Stored dataset items:
====

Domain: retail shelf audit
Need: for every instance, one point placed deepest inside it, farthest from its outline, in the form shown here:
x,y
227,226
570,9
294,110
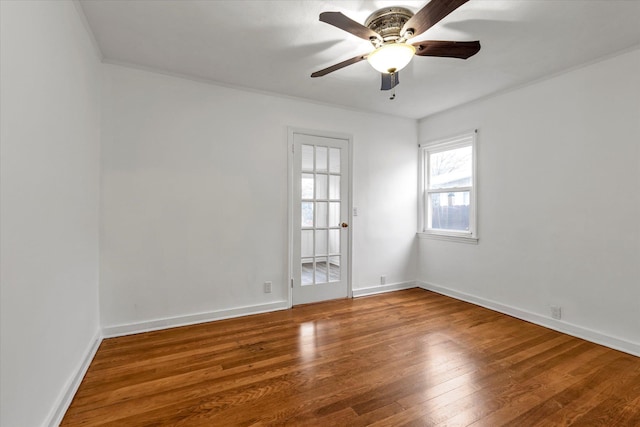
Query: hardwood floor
x,y
407,358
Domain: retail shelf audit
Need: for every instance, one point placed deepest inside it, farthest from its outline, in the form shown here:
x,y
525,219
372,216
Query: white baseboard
x,y
190,319
372,290
71,387
558,325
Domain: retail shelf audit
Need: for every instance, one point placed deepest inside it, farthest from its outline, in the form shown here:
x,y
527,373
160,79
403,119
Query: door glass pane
x,y
321,186
306,243
451,168
307,271
321,159
307,214
334,160
307,158
321,214
334,268
334,187
450,211
307,186
334,214
321,270
334,241
321,242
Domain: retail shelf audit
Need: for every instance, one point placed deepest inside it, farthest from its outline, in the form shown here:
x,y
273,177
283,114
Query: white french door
x,y
320,230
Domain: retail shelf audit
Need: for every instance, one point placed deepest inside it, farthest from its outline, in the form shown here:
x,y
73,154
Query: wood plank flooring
x,y
406,358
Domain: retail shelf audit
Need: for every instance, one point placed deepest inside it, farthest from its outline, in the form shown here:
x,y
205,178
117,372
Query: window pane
x,y
321,186
321,214
306,248
307,214
321,159
334,241
334,214
451,168
449,211
334,187
334,268
334,160
307,157
321,242
307,186
307,271
321,270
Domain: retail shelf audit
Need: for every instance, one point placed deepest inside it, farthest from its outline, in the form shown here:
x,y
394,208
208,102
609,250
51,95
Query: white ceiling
x,y
274,46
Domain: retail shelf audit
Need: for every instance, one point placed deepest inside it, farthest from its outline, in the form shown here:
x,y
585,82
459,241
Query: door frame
x,y
291,131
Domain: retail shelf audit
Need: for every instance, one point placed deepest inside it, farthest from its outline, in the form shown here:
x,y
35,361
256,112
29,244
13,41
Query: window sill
x,y
449,237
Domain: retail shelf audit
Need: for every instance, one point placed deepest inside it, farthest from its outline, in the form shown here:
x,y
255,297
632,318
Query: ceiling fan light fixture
x,y
392,57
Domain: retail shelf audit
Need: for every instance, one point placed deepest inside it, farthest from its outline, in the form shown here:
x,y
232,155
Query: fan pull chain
x,y
393,85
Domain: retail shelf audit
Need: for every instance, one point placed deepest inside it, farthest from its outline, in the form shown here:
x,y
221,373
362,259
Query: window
x,y
448,205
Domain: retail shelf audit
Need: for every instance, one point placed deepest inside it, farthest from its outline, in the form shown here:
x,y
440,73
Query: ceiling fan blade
x,y
339,65
430,15
389,81
446,49
337,19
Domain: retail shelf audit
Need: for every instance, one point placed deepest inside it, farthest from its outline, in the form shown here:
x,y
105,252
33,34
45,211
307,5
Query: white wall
x,y
194,197
559,202
50,118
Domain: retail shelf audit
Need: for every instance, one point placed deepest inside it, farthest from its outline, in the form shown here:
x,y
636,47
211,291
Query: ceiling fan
x,y
388,29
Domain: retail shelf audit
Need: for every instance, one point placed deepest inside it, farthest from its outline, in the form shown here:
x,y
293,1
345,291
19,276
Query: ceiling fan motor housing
x,y
388,22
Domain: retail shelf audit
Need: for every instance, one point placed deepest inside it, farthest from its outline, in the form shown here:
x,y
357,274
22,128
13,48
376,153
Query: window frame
x,y
425,150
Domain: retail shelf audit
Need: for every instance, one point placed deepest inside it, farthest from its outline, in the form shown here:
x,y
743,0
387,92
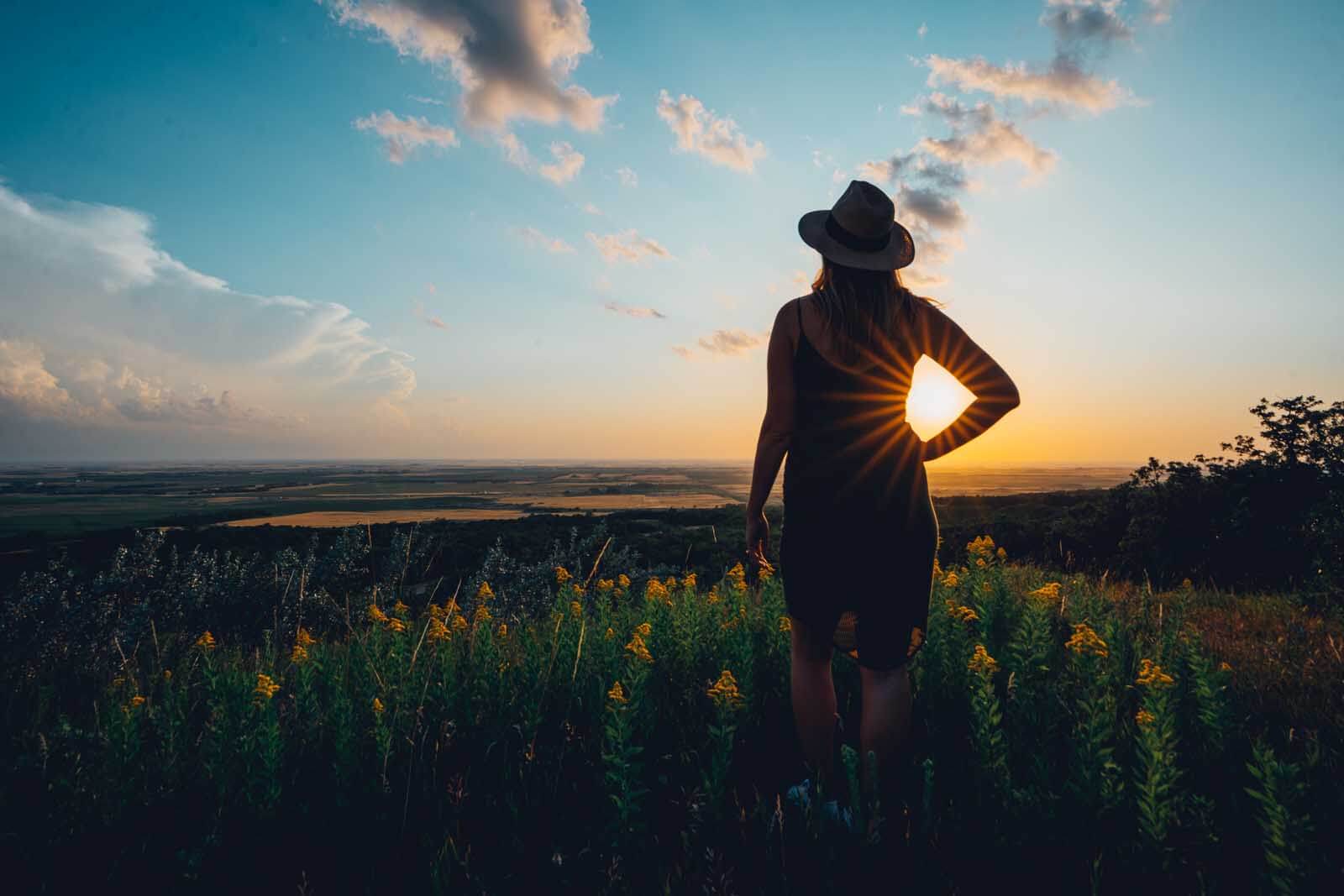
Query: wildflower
x,y
983,663
655,590
1086,641
725,691
1152,674
265,688
437,631
638,649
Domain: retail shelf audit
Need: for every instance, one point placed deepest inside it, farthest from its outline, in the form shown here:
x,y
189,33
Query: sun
x,y
936,399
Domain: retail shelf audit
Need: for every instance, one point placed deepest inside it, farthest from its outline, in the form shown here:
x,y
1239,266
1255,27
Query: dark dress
x,y
859,530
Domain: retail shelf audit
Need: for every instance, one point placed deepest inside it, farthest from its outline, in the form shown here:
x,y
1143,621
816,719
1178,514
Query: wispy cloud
x,y
403,136
550,244
702,132
566,167
512,58
633,311
628,246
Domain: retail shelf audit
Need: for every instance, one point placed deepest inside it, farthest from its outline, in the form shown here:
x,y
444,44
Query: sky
x,y
553,228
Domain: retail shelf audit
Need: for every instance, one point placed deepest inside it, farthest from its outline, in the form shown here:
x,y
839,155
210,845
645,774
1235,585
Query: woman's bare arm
x,y
777,425
995,391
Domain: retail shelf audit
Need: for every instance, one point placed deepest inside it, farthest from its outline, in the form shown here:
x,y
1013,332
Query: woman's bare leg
x,y
813,699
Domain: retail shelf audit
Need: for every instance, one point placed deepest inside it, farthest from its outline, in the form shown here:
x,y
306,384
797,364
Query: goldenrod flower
x,y
638,649
1152,674
1086,641
983,663
265,688
725,691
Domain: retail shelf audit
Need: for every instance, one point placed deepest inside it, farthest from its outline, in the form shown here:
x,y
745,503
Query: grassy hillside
x,y
636,735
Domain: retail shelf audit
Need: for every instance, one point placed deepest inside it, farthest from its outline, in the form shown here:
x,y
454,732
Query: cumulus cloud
x,y
628,246
104,328
566,167
403,136
702,132
512,58
550,244
635,312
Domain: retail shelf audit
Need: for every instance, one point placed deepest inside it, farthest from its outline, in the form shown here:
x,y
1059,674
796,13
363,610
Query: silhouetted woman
x,y
859,530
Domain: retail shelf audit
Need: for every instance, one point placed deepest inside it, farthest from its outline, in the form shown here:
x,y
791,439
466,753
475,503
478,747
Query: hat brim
x,y
898,253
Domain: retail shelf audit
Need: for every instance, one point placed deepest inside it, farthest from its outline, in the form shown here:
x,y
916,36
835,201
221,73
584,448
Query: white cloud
x,y
512,58
568,164
628,246
550,244
403,136
702,132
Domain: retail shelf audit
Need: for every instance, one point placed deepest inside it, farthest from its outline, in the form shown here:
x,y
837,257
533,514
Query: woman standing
x,y
860,532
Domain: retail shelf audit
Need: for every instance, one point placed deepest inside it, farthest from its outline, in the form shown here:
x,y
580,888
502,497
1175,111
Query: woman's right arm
x,y
995,391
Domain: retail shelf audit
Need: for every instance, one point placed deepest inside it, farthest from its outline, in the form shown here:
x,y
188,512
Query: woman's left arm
x,y
776,429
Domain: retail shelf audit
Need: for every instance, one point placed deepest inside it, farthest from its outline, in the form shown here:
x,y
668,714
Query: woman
x,y
860,531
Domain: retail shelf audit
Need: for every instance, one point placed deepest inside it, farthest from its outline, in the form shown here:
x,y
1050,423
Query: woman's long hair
x,y
864,307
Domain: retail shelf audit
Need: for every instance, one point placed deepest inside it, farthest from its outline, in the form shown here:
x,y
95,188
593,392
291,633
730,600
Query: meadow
x,y
633,735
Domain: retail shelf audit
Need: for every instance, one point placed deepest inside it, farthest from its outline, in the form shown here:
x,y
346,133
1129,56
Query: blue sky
x,y
1142,233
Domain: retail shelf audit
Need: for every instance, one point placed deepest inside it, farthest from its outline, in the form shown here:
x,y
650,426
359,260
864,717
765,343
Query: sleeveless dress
x,y
859,528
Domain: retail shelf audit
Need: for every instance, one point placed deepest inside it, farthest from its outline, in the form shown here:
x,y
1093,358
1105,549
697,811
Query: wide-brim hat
x,y
860,230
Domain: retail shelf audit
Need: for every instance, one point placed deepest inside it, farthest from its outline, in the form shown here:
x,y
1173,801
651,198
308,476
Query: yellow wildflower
x,y
1086,641
983,663
265,688
638,649
725,691
1152,674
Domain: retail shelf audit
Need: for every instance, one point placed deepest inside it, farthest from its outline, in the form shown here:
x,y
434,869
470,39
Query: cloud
x,y
512,58
568,164
403,136
635,312
628,246
702,132
1063,82
104,328
550,244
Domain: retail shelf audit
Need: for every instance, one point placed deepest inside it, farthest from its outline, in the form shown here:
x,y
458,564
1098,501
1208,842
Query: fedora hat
x,y
859,230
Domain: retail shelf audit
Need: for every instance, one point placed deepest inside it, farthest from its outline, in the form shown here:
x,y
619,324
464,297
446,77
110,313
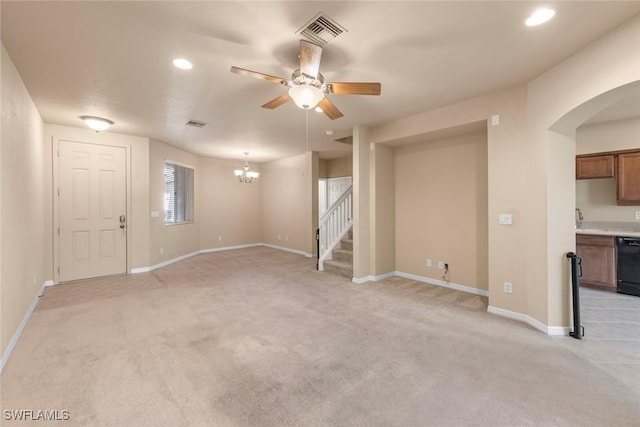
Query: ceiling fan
x,y
307,87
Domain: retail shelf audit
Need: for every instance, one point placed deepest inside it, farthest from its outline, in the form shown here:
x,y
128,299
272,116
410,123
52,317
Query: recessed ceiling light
x,y
540,16
97,123
182,64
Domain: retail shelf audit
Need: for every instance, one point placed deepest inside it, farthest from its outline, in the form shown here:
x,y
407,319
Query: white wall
x,y
22,210
441,209
284,203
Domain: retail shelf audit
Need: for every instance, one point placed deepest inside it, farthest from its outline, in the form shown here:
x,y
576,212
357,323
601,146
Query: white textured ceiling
x,y
113,59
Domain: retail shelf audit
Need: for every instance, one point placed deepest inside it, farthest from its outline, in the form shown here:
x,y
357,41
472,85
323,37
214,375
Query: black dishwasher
x,y
628,265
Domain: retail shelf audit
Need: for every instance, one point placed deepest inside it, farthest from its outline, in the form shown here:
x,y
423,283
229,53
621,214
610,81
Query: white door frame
x,y
55,146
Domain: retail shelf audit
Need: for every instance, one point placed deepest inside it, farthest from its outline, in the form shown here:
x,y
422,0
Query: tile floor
x,y
611,338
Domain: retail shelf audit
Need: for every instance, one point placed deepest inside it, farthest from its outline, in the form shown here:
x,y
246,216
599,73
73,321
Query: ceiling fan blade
x,y
275,103
329,109
310,55
354,88
258,75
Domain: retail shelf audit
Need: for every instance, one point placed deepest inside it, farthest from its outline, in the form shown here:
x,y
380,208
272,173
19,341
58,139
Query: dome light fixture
x,y
182,63
97,123
306,96
540,16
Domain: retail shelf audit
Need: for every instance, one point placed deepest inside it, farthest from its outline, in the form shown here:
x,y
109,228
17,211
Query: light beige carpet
x,y
256,337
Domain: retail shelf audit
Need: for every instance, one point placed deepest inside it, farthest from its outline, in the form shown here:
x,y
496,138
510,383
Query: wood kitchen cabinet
x,y
628,182
598,255
588,167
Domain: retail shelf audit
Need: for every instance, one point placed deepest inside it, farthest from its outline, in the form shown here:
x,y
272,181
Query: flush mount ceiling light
x,y
182,63
244,174
306,96
540,16
97,123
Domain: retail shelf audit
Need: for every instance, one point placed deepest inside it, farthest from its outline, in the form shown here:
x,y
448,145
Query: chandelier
x,y
244,174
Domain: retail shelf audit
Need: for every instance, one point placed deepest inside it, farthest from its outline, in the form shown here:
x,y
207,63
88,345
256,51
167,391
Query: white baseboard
x,y
450,285
23,324
282,248
365,279
548,330
230,248
225,248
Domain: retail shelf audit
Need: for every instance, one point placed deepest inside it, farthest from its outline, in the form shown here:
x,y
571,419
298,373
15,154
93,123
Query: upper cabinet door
x,y
629,178
588,167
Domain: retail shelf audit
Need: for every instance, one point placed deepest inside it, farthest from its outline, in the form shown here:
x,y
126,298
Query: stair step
x,y
340,268
343,255
346,244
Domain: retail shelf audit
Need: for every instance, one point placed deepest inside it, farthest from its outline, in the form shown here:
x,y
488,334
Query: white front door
x,y
92,210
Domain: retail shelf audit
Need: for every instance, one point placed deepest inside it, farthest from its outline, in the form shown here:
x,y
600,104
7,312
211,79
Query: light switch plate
x,y
505,219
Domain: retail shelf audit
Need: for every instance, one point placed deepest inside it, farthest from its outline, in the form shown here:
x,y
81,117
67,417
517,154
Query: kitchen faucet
x,y
579,218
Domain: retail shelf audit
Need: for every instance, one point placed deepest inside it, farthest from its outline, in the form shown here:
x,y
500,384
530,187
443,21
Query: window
x,y
178,194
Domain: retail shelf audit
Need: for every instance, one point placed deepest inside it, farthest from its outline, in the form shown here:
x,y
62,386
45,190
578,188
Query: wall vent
x,y
321,29
196,123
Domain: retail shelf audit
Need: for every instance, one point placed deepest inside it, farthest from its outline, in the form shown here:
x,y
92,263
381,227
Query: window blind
x,y
178,193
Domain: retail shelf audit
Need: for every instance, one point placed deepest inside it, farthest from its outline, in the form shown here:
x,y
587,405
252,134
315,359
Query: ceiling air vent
x,y
321,29
345,140
196,124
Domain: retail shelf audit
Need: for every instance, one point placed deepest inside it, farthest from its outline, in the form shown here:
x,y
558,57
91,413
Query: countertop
x,y
600,232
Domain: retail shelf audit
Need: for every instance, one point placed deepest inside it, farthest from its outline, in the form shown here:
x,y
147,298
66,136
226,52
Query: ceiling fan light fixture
x,y
245,175
306,96
97,123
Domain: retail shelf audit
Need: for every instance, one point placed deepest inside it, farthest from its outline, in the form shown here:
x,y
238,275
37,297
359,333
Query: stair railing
x,y
334,224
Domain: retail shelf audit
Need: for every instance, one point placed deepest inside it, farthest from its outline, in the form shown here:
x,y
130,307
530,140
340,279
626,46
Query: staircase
x,y
342,257
335,238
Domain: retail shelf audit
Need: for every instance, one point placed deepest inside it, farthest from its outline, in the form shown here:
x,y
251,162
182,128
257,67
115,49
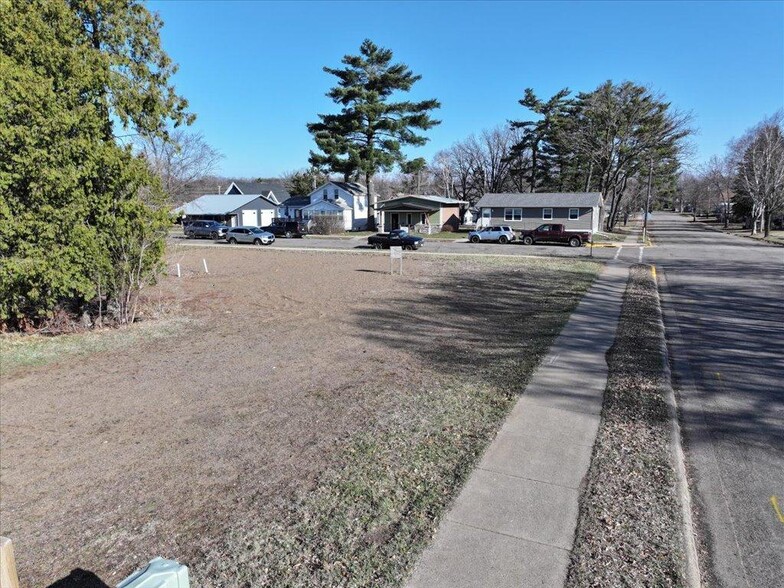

====

TO DO: Please report every line of the data above that contains the word "cloud", copying each one in full.

TASK OUTPUT:
Query: wispy cloud
Query: cumulus cloud
Query: white cloud
Query: cloud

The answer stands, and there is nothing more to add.